### DOCUMENT TEXT
┌──
Skip to main content

Python implementation of Dompé's 'Molecular Anatomy'

Project description

scaffound logo


A Python library for extracting multiple types of molecular scaffolds, frameworks, and wireframes.

scaffound provides a hierarchical approach to molecular decomposition derived from [1], allowing for a detailed analysis of chemical structures beyond the traditional Bemis-Murcko scaffold.

scaffound is an extended implementation of Dompé's Molecular Anatomy to identify different types of molecular scaffolds, frameworks and wireframes.

License: MIT

Core concepts ⚛️

The library extracts three main types of scaffolds:

  • Basic Scaffold: The core ring systems and their linkers.
  • Decorated Scaffold: The basic scaffold plus all heteroatoms directly attached to it by unsaturated bonds.
  • Augmented Scaffold: The decorated scaffold plus all atoms belonging to the longest carbon chain (including substituents and side chains).

These scaffolds can be further abstracted into:

  • Frameworks: Scaffolds made generic by replacing all heteroatoms with carbons.
  • Wireframes: Scaffolds made both saturated (all bonds replaced with single bonds) and generic.

scaffound hierarchy

⚙️ A Note on Augmented Scaffolds

The seminal algorithm for determining the augmented scaffold relies on identifying the longest path within the molecular graph.
However, the original description's method does not determine a unique path when multiple paths of the same maximum length exist and chooses one among all solutions.

"[...] the longest atom chain, considering also substitutions, is retained but all terminal non-carbon atoms, belonging to side chains, are iteratively pruned (Augmented Scaffold)."

"[...] three paths can be identified two of them are the longest with the same length and the first identified is retained"

This means that multiple valid paths could be chosen for the same molecule, each resulting in a different augmented scaffold.

Consequently, while scaffound strictly adheres to the published logic, its implementation may identify different (yet equally valid) longest paths than those in the original work.
This can lead to variations in the resulting augmented scaffolds compared to the examples in the source publication.

To address this ambiguity, scaffound also implements its own deterministic canonical longest path algorithm. This ensures a single deterministic outcome.

Installation 🪄

pip install scaffound

Geting started 🚀

# A simple usage example
from rdkit import Chem
from scaffound import MolecularAnatomy

# Create an RDKit molecule object
mol = Chem.MolFromSmiles('O=C(c1ccccc1)N1CCN(c2ccccc2)CC1')


# Analyze the molecule
anatomy = MolecularAnatomy(mol)

# Access different scaffold/framework/wireframe types
basic_scaffold = anatomy.basic_scaffold
decorated_framework = anatomy.decorated_framework
augmented_wireframe = anatomy.augmented_wireframe

# You can now work with these new molecule objects
print(Chem.MolToSmiles(basic_scaffold))
# Output: c1ccc(C2CCN(c3ccccc3)CC2)cc1

The MolecularAnatomy object also decomposes the molecule's generic and saturated graphs into all the scaffolds, frameworks and wireframes mentioned above.

scaffound hierarchy

An entire decomposition can be accessed using its to_dict() or to_pandas() methods.
└──
### JOB
Continue the scaffound project description from the point where it stops.

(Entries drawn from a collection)
┌──
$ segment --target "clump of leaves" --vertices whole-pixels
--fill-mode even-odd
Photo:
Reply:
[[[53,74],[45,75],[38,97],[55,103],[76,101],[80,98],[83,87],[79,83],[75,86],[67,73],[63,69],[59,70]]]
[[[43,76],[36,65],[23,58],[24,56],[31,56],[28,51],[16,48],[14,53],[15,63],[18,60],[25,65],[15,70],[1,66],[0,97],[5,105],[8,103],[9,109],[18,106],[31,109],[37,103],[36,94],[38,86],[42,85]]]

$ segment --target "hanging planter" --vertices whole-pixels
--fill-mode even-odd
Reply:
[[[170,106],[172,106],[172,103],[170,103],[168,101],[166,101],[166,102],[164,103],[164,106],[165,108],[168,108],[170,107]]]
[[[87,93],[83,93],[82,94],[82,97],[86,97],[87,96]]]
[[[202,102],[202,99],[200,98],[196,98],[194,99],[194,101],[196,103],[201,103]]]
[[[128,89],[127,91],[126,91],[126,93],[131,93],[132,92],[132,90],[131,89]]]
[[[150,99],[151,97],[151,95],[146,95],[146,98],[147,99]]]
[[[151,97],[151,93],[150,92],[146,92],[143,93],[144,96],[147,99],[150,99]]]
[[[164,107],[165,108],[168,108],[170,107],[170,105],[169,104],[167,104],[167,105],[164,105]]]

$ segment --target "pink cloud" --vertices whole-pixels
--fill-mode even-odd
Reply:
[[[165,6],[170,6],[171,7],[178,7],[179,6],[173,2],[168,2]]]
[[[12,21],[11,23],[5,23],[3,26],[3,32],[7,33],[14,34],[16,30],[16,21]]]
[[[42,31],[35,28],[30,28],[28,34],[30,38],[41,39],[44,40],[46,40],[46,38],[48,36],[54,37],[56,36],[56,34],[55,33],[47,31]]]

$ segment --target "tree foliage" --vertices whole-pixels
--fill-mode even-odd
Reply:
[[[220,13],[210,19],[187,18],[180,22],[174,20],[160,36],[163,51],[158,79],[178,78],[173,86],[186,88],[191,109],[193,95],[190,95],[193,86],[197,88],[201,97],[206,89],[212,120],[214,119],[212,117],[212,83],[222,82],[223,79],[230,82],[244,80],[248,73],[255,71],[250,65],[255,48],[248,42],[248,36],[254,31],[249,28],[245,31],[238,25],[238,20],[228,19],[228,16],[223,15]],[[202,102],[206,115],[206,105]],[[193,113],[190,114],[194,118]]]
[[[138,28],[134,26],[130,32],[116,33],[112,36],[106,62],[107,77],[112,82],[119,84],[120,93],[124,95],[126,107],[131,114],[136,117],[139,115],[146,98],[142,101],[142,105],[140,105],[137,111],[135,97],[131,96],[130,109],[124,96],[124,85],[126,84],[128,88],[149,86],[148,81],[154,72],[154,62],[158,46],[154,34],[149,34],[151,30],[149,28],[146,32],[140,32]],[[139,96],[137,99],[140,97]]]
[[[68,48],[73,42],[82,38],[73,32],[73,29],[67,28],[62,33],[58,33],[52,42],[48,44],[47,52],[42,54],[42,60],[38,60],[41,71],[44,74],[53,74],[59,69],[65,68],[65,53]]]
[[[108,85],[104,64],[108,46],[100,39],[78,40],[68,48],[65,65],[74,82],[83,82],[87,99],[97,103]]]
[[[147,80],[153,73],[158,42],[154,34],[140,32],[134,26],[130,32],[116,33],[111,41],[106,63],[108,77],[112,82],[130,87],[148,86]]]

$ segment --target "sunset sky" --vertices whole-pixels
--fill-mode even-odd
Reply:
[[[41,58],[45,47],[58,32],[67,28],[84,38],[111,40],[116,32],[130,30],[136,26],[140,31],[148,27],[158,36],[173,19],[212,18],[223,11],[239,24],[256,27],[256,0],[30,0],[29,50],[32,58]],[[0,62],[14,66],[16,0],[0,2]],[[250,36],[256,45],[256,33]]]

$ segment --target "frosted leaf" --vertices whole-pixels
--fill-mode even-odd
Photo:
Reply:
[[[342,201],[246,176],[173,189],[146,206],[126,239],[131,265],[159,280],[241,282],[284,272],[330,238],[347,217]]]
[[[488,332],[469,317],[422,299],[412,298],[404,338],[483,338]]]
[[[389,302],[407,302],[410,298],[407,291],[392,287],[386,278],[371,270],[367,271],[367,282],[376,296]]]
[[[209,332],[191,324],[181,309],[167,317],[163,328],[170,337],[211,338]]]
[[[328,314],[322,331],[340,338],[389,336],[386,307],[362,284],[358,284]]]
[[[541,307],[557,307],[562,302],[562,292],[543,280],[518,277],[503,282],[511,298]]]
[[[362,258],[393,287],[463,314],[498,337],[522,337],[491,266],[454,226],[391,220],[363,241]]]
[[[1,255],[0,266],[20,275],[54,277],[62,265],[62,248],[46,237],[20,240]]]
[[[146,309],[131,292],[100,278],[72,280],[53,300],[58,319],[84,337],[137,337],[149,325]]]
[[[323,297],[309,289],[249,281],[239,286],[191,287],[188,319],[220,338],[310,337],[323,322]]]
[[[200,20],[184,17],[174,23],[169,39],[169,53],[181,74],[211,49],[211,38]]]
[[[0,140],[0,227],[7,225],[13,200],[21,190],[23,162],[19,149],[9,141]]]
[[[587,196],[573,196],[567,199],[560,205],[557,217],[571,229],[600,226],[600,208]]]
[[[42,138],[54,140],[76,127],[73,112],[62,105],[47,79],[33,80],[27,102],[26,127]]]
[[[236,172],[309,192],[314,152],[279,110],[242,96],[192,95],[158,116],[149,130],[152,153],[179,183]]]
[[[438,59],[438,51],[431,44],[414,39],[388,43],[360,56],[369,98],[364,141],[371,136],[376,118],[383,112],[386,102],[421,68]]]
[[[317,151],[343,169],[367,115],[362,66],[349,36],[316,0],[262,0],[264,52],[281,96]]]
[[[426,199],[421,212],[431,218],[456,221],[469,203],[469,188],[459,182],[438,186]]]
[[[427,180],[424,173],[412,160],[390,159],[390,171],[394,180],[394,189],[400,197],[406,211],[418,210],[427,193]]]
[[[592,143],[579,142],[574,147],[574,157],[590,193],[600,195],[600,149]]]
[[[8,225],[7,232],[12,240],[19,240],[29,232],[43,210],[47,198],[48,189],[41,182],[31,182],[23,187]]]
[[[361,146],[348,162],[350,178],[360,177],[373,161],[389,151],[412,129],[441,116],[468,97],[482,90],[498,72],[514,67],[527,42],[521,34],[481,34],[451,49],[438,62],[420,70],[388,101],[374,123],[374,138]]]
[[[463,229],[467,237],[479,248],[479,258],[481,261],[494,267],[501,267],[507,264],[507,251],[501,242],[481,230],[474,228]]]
└──
### ANSWER FOR THIS EXERCISE
Mind you that some decompositions of the original, generic, and saturated graphs are identical (see decomposition_equivalence.ipynb).
For instance:

  • the basic framework of the original graph is the same as the basic scaffold of the generic graph,
  • the basic wireframe of the original graph is the same as the basic wireframe of the generic graph,
  • the basic framework of the saturated graph is the same as the decorated_framework of the saturated graph.

Advanced usage 💪

If performance is needed, one can use functions to access only the type of scaffold/framework/wireframe needed (since the MolecularAnatomy decomposes a molecule ahead of time into all the possible scaffolds).

from scaffound import (get_generic_graph, # All heteroatoms replaced by carbons
                       get_saturated_graph, # All bonds replaced by single bonds
                       # Scaffold types
                       get_basic_scaffold, get_decorated_scaffold, get_augmented_scaffold,
                       # Framework types
                       get_basic_framework, get_decorated_framework, get_augmented_framework,
                       # Wireframe types
                       get_basic_wireframe, get_decorated_wireframe, get_augmented_wireframe)

Furthermore, one can deactivate scaffound's deterministic longest path algorithm and revert to the original with the following:

from scaffound import MinMaxShortestPathOptions

opts = MinMaxShortestPathOptions(original_algorithm=True)

MolecularAnatomy(mol, opts=pts)
get_augmented_scaffold(mol, opts=opts)
get_augmented_framework(mol, opts=opts)
get_augmented_wireframe(mol, opts=opts)

Validation ✅

This library has been rigorously tested against the exemplary file from the seminal scientific article that introduced these concepts.
The reference data has been corrected within this repository to ensure it aligns 100% with the paper's detailed algorithm and figures, providing a reliable and verified tool (see tests/MODIFICATIONS.txt).
An adapted version of this reference data is also provided (tests/cox2_816_inhibitors_adapted_lsp.txt) to reflect the results of scaffound's deterministic longest path algorithm, which is also described in tests/MODIFICATIONS.txt.

References 📜

Project details


Download files

Download the file for your platform. If you're not sure which to choose, learn more about installing packages.

Source Distribution

scaffound-0.0.1.tar.gz (28.3 kB view details)

Uploaded Source

Built Distribution

If you're not sure about the file name format, learn more about wheel file names.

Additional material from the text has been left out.